▶ Task details
Give back, word for word, the line that contains "Query: reflection on trophy" and all lines after it in the material, through the last; please include only these.

▶ Records
= = = = =

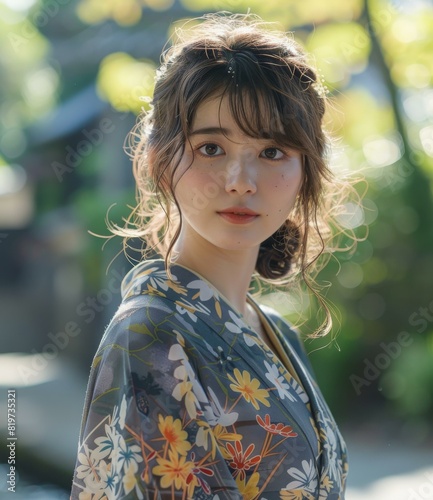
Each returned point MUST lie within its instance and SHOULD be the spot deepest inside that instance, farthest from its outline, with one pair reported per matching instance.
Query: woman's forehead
(255, 118)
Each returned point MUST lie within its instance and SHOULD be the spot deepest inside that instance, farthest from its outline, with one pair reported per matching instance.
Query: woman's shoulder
(288, 332)
(141, 320)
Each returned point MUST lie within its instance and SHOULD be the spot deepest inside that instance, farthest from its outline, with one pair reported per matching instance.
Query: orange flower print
(239, 459)
(194, 478)
(249, 388)
(175, 471)
(281, 429)
(175, 436)
(248, 489)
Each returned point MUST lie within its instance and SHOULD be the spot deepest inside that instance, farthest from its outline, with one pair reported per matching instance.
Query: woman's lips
(239, 215)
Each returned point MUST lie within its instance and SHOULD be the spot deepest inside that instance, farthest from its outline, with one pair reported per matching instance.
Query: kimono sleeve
(144, 434)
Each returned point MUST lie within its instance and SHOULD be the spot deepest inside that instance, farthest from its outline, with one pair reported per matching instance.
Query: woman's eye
(210, 150)
(272, 153)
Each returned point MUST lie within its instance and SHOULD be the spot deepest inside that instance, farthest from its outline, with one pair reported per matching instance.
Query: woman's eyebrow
(211, 131)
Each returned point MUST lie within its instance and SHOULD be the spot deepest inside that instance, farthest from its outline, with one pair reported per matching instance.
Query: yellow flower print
(175, 436)
(129, 480)
(249, 489)
(249, 388)
(175, 470)
(295, 495)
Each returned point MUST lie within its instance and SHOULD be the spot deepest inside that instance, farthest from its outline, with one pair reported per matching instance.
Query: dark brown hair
(273, 92)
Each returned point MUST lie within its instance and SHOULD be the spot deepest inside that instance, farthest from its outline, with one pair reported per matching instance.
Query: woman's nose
(240, 177)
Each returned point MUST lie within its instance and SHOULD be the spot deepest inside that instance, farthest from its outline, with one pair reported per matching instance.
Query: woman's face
(234, 191)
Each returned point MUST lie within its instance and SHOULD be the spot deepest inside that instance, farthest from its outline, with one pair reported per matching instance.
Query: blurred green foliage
(375, 60)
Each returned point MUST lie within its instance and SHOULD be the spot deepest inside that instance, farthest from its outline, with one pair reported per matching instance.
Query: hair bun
(276, 253)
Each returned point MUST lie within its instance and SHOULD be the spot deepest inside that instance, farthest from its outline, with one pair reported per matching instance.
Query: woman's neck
(229, 272)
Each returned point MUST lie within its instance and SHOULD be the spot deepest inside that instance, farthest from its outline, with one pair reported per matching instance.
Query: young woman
(197, 391)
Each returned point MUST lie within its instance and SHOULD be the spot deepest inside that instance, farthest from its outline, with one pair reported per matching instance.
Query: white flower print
(251, 340)
(186, 307)
(122, 413)
(109, 479)
(188, 387)
(306, 479)
(107, 444)
(127, 456)
(89, 461)
(280, 383)
(220, 416)
(299, 391)
(236, 326)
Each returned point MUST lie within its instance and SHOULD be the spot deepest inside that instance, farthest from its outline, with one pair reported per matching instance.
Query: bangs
(262, 105)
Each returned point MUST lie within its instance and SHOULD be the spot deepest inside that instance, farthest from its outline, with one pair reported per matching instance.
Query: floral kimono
(185, 401)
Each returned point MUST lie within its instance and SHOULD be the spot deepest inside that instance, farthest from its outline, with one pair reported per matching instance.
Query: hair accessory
(231, 69)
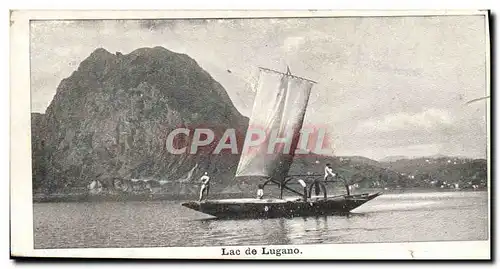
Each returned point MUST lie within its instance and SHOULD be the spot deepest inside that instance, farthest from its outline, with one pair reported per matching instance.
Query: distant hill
(394, 158)
(110, 117)
(423, 171)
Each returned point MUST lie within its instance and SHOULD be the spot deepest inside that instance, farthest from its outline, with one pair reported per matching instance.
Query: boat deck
(268, 200)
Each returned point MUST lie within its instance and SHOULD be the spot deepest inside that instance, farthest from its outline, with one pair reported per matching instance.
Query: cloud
(427, 119)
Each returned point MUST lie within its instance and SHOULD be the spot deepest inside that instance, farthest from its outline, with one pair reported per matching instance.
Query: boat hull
(276, 208)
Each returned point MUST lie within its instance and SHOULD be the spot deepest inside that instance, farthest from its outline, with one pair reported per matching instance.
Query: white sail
(279, 108)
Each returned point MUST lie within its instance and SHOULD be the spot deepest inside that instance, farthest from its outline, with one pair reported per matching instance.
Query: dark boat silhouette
(280, 105)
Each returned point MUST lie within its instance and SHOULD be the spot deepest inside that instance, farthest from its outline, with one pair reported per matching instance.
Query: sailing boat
(279, 106)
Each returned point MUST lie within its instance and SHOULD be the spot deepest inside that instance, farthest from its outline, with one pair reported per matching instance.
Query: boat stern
(192, 205)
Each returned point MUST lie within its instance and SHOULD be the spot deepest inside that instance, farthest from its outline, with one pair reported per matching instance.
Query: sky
(386, 86)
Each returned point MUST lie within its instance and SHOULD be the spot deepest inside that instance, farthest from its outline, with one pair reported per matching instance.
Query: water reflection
(163, 224)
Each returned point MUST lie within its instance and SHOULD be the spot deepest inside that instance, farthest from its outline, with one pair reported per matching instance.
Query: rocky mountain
(110, 118)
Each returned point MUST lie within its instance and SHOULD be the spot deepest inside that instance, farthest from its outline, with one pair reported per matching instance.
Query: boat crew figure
(328, 172)
(205, 185)
(260, 191)
(304, 185)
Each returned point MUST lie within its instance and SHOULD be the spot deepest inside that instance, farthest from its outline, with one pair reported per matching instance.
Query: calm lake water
(405, 217)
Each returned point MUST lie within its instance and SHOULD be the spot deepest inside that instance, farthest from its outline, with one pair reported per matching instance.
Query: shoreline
(129, 197)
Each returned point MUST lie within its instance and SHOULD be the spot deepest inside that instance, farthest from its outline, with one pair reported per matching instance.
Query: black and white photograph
(256, 135)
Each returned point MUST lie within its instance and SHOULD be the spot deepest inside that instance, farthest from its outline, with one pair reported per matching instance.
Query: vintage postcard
(250, 134)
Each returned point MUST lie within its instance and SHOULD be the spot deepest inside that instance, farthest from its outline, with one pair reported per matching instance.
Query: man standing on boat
(304, 185)
(260, 191)
(328, 172)
(205, 185)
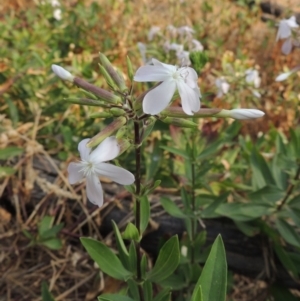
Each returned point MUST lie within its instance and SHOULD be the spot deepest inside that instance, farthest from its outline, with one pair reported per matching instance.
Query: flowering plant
(134, 118)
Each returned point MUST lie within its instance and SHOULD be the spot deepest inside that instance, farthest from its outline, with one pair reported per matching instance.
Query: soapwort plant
(134, 118)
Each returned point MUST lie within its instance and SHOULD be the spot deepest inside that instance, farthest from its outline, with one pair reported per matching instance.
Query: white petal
(291, 22)
(75, 173)
(115, 173)
(151, 73)
(107, 150)
(246, 113)
(287, 46)
(159, 98)
(189, 98)
(94, 190)
(84, 150)
(284, 31)
(62, 73)
(283, 76)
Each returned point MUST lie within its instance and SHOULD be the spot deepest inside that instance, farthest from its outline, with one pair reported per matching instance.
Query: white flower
(285, 28)
(62, 73)
(252, 76)
(153, 32)
(57, 14)
(197, 46)
(283, 76)
(223, 86)
(185, 30)
(92, 166)
(184, 79)
(184, 58)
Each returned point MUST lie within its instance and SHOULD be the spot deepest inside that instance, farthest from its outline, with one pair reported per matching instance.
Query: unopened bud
(180, 122)
(117, 78)
(117, 112)
(129, 68)
(62, 73)
(108, 131)
(108, 78)
(101, 93)
(124, 145)
(101, 115)
(86, 102)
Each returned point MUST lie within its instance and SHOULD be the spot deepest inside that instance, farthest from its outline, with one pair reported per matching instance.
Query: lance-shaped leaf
(167, 261)
(213, 279)
(107, 261)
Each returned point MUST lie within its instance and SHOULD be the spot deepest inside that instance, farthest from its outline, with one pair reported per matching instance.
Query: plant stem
(137, 142)
(193, 230)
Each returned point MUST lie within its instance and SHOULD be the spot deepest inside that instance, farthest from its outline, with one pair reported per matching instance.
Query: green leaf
(46, 295)
(6, 171)
(132, 257)
(261, 172)
(281, 293)
(52, 243)
(209, 211)
(163, 295)
(213, 279)
(167, 261)
(147, 289)
(243, 212)
(197, 295)
(175, 151)
(107, 261)
(268, 195)
(171, 208)
(288, 233)
(131, 232)
(114, 297)
(133, 289)
(145, 213)
(10, 152)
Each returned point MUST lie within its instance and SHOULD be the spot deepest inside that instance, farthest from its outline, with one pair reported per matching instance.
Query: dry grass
(31, 194)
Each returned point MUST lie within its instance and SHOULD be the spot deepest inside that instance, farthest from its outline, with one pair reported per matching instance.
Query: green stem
(194, 225)
(137, 142)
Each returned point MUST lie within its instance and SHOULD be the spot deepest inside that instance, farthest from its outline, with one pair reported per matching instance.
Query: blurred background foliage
(246, 171)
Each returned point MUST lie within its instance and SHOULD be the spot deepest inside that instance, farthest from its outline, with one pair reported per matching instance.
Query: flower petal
(158, 99)
(287, 46)
(115, 173)
(189, 98)
(83, 149)
(157, 73)
(75, 173)
(107, 150)
(94, 190)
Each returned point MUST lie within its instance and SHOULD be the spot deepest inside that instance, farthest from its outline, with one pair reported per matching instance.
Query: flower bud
(108, 131)
(101, 115)
(85, 101)
(124, 145)
(117, 78)
(101, 93)
(117, 112)
(129, 69)
(180, 122)
(62, 73)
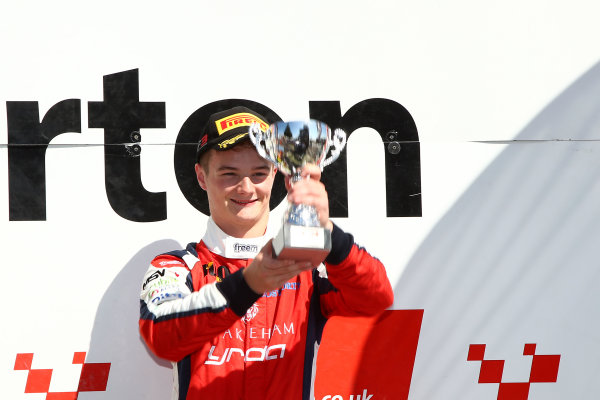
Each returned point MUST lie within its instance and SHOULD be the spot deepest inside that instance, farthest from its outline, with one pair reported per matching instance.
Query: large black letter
(398, 131)
(28, 140)
(187, 143)
(122, 115)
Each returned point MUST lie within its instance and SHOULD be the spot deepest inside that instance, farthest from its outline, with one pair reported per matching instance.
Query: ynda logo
(252, 354)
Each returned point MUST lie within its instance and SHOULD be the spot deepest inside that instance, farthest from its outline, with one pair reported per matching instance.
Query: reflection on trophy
(290, 146)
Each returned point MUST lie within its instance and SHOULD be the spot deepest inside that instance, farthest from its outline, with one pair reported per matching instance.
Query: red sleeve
(354, 282)
(176, 321)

= = = = =

▶ Answer space
Query: reflection on trophy
(290, 146)
Each returned point MUST lie within its instance and SHOULD be the spot deepest inside that instance, farthest from its outline, with one pair reported per matching instance.
Query: red sleeve
(354, 282)
(176, 321)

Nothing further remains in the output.